**Extract:**
— Begin —
Baseball great Yogi Berra is known as much for what he said as for how he played. His folksy, pragmatic observations about the game once included this one: “You’re either safe or you’re out. No two ways about it.”

iXP Corporation, a Cranbury-based provider of public safety and security solutions, has tapped into not just that sentiment, but also its source. iXP recently launched a three-year national advertising campaign featuring the New York Yankees Hall of Famer, in conjunction with Berra’s corporation, LTD Enterprises Inc., run by his three sons through the Yogi Berra Museum in Montclair. According to iXP, the campaign will highlight a selection of apropos “Yogi-isms,” such as “A nickel ain’t worth a dime anymore,” “The future ain’t what it used to be,” and “If it’s an emergency, it’s usually urgent,” in a series of print and television advertisements.
— End —
[Coordinate notes listing]
— Begin —
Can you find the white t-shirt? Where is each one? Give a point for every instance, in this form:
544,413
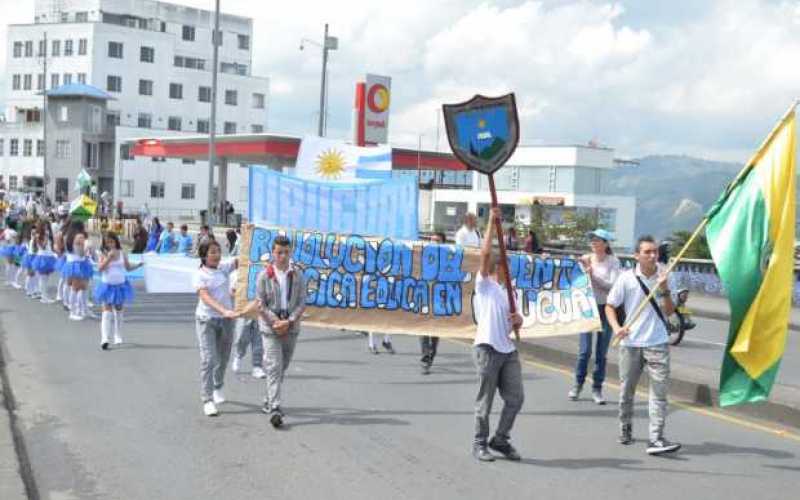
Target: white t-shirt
468,237
491,309
217,282
648,330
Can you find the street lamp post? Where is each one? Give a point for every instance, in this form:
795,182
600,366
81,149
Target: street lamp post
328,43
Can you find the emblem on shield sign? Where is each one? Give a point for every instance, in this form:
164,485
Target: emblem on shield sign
483,132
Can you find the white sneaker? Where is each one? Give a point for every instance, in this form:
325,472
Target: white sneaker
210,409
218,396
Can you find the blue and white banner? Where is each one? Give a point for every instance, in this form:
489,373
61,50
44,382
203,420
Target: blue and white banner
332,160
375,207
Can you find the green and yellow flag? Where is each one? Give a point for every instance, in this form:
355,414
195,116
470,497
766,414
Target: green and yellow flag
751,237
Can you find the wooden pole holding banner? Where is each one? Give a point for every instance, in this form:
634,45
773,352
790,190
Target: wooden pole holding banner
630,319
512,304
— End —
**Given request 1:**
In the Yogi Berra article, how long will iXP's national advertising campaign run?
**Given request 2:**
Carry the Yogi Berra article on from its last sentence.
The listing stands apart from the Yogi Berra article.

**Result 1:**
Three years.

**Result 2:**
LTD Enterprises also has granted permission for iXP to coin new Yogi-isms, so long as they are in the spirit of Berra.

The sayings also cannot besmirch Berra, whose public image is virtually unassailable. This, says Tom McManimon, is the main reason Berra was sought as iXP’s spokesman. McManimon is president of Stimulus Brand Communications, a Ewing-based advertising firm that helps iXP with its branding and marketing. McManimon says Yogi Berra stands for consistency and strength, a rare and dying quality in celebrity spokespeople these days.

Think, for example, of the red face Nike and Gatorade suffered when Tiger Woods’ tawdry lifestyle came to international light last year. “You have to be careful who you lunch with,” McManimon says. “Celebrities these days might smack you in the face.”

And just because they are legendary baseball greats is no guarantee of that. Think of the PR nightmare the city of Cincinnati endured for renaming a major downtown road Pete Rose Way only a few years before Rose was expelled from baseball over a gambling accusation.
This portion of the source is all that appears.